**** GIVEN DATA

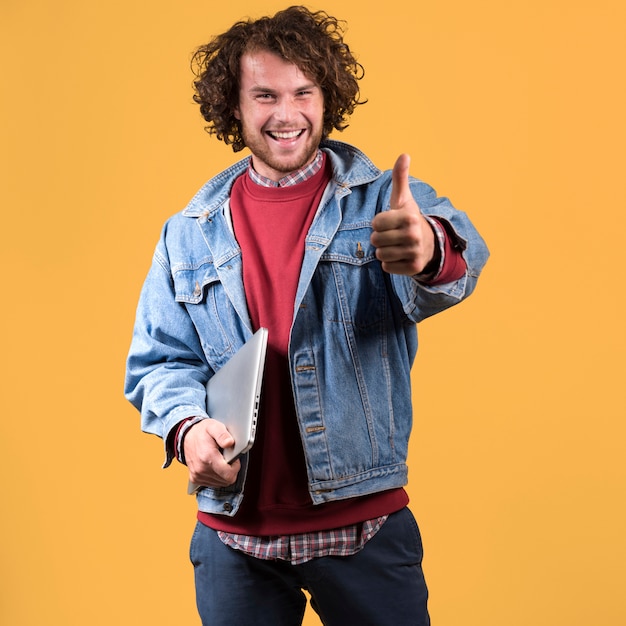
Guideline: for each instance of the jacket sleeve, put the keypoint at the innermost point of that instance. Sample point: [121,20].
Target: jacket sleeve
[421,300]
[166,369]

********
**** GIVEN DATA

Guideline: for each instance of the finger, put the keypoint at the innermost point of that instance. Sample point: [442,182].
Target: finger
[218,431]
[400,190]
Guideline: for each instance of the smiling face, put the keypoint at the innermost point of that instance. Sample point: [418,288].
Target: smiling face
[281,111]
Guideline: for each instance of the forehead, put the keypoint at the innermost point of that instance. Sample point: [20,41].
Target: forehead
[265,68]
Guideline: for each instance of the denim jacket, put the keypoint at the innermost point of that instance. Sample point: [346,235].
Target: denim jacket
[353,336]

********
**** GIVEN DATA

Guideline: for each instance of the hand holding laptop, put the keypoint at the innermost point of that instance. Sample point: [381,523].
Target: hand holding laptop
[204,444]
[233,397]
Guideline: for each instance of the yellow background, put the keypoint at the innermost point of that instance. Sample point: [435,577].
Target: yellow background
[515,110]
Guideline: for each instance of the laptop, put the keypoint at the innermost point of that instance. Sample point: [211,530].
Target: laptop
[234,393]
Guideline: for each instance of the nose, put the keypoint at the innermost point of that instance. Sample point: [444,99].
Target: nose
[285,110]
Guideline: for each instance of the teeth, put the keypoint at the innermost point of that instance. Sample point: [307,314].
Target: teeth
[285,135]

********

ASSIGNMENT >> Report the number of lines above holding "each", and only that.

REPLY TO THE TASK >> 10